THE TASKS:
1 > List every part of the computer system that the detailed description identifies by a reference number, giving each with its number.
2 > Reproduce the passage of the detailed description that starts with the words containing "data and sequences" and ends with "multiple system memories.".

EXTRACT:

DETAILED DESCRIPTION

[0018] A mechanism for compressing data in a cache is described. In the

following description, numerous details are set forth. It will be apparent,

however, to one skilled in the art, that the present invention may be practiced

without these specific details. In other instances, well-known structures and

devices are shown in block diagram form, rather than in detail, in order to avoid

obscuring the present invention.

[0019] Reference in the specification to "one embodiment" or "an

embodiment" means that a particular feature, structure, or characteristic

described in connection with the embodiment is included in at least one

embodiment of the invention. The appearances of the phrase "in one

embodiment" in various places in the specification are not necessarily all referring

to the same embodiment.

[0020] Figure 1 is a block diagram of one embodiment of a computer

system 100. Computer system 100 includes a central processing unit (CPU) 102

coupled to bus 105. In one embodiment, CPU 102 is a processor in the Pentium®

family of processors including the Pentium® II processor family, Pentium® III processors, and Pentium® IV processors available from Intel Corporation of Santa

Clara, California. Alternatively, other CPUs may be used.

[0021] A chipset 107 is also coupled to bus 105. Chipset 107 includes a

memory control hub (MCH) 110. MCH 110 may include a memory controller 112

that is coupled to a main system memory 115. Main system memory 115 stores

data and sequences of instructions and code represented by data signals that may

be executed by CPU 102 or any other device included in system 100.

[0022] In one embodiment, main system memory 115 includes dynamic

random access memory (DRAM); however, main system memory 115 may be

implemented using other memory types. Additional devices may also be coupled

to bus 105, such as multiple CPUs and/ or multiple system memories.

[0023] In one embodiment, MCH 110 is coupled to an input/ output control

hub (ICH) 140 via a hub interface. ICH 140 provides an interface to input/ output

(I/O) devices within computer system 100. For instance, ICH 140 may be coupled

to a Peripheral Component Interconnect bus adhering to a Specification Revision

2.1 bus developed by the PCI Special Interest Group of Portland, Oregon.

GIVEN DATA:
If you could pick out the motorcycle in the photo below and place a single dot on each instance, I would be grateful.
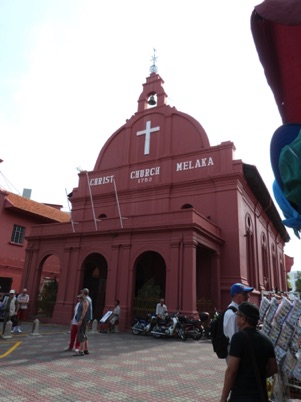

THE REPLIES:
1 > computer system 100, central processing unit (CPU) 102, bus 105, chipset 107, memory control hub (MCH) 110, memory controller 112, main system memory 115, input/output control hub (ICH) 140

2 >
data and sequences of instructions and code represented by data signals that may

be executed by CPU 102 or any other device included in system 100.

[0022] In one embodiment, main system memory 115 includes dynamic

random access memory (DRAM); however, main system memory 115 may be

implemented using other memory types. Additional devices may also be coupled

to bus 105, such as multiple CPUs and/ or multiple system memories.